- _What to do_: Return the full listing exactly as it is written.
───── Material provided ─────
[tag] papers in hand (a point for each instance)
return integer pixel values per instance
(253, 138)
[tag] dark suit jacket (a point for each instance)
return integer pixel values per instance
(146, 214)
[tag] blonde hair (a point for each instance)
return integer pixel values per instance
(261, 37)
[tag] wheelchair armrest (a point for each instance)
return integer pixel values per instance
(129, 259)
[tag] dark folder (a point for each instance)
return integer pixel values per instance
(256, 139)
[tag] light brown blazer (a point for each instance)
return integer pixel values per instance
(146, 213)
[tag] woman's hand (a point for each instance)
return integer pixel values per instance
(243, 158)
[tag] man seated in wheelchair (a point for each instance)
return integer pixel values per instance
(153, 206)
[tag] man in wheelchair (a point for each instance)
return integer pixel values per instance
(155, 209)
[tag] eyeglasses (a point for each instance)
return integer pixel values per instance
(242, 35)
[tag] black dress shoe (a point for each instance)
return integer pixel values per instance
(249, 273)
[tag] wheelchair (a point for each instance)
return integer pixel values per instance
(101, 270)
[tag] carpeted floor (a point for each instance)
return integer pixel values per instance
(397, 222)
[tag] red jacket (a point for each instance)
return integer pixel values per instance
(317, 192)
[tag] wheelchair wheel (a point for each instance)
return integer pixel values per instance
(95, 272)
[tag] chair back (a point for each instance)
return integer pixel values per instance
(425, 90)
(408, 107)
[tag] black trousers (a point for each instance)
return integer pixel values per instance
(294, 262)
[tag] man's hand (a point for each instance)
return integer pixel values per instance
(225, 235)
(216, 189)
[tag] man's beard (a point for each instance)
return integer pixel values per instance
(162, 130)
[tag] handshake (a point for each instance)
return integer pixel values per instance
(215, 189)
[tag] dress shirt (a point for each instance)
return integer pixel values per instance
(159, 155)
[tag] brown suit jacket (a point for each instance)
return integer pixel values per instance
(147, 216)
─────
- _Task answer_:
[tag] papers in hand (a point for each instance)
return integer pixel values per instance
(253, 138)
[tag] dark suit jacket (a point for each instance)
return integer pixel values per instance
(146, 214)
[tag] blonde hair (a point for each instance)
return integer pixel values per instance
(261, 37)
[tag] wheelchair armrest (a point for each instance)
return integer pixel values per instance
(129, 259)
[tag] dark folder (a point for each instance)
return integer pixel values per instance
(256, 139)
[tag] light brown blazer (a point for each instance)
return integer pixel values per instance
(146, 213)
[tag] woman's hand (a point for each instance)
return integer pixel values per instance
(243, 158)
[tag] man seated in wheelchair (a point for each instance)
return integer pixel values per instance
(153, 206)
[tag] man in wheelchair (a point for each instance)
return integer pixel values per instance
(155, 209)
[tag] eyeglasses (a point for each instance)
return integer pixel values per instance
(242, 35)
[tag] black dress shoe (a point for each instance)
return integer pixel values per instance
(249, 273)
[tag] wheelchair (a point for each instance)
return integer pixel values per instance
(101, 270)
[tag] carpeted floor (a point for each instance)
return integer pixel values per instance
(397, 222)
[tag] red jacket (a point for each instance)
return integer pixel values per instance
(317, 192)
[tag] wheelchair wheel (a point for each instance)
return integer pixel values per instance
(95, 272)
[tag] chair back (a point for each instance)
return integer pixel values per instance
(425, 90)
(408, 107)
[tag] black trousers (a point for each instance)
return integer pixel values per instance
(294, 262)
[tag] man's hand (a point for each instance)
return integer pixel values per instance
(225, 235)
(216, 189)
[tag] man's beard (a point for each instance)
return integer pixel values per instance
(162, 130)
[tag] handshake (a point for each instance)
return integer pixel values per instance
(215, 189)
[tag] dress shirt (a point for each instance)
return integer pixel values per instance
(159, 155)
[tag] brown suit jacket (a point for each instance)
return integer pixel values per instance
(147, 216)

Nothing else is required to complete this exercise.